## What you are asked to do:
Only what runs from the line with "Query: green plant leaf" to the end of the data should appear in the answer, exactly as written and without pictures.

======== Material provided

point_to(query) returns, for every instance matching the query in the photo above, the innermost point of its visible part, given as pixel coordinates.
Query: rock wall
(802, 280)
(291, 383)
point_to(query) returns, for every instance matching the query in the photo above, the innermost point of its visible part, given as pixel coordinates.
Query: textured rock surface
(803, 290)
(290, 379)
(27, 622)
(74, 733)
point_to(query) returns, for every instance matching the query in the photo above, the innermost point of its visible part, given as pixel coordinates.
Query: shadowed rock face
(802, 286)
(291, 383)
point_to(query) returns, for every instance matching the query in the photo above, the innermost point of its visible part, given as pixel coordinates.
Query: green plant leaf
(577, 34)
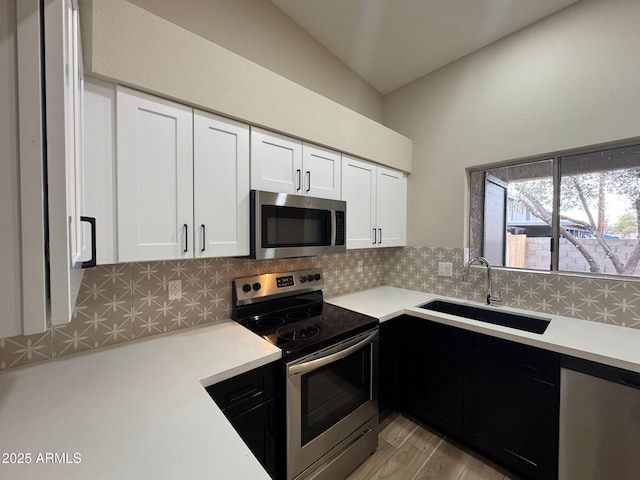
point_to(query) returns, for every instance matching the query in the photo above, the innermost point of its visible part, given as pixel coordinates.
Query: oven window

================

## Solution to this task:
Query: green plant leaf
(577, 34)
point_to(query) returns, for every instance matching the query in the photo above, the innermost point of its visible part, given as pixel coordinates.
Query: oven window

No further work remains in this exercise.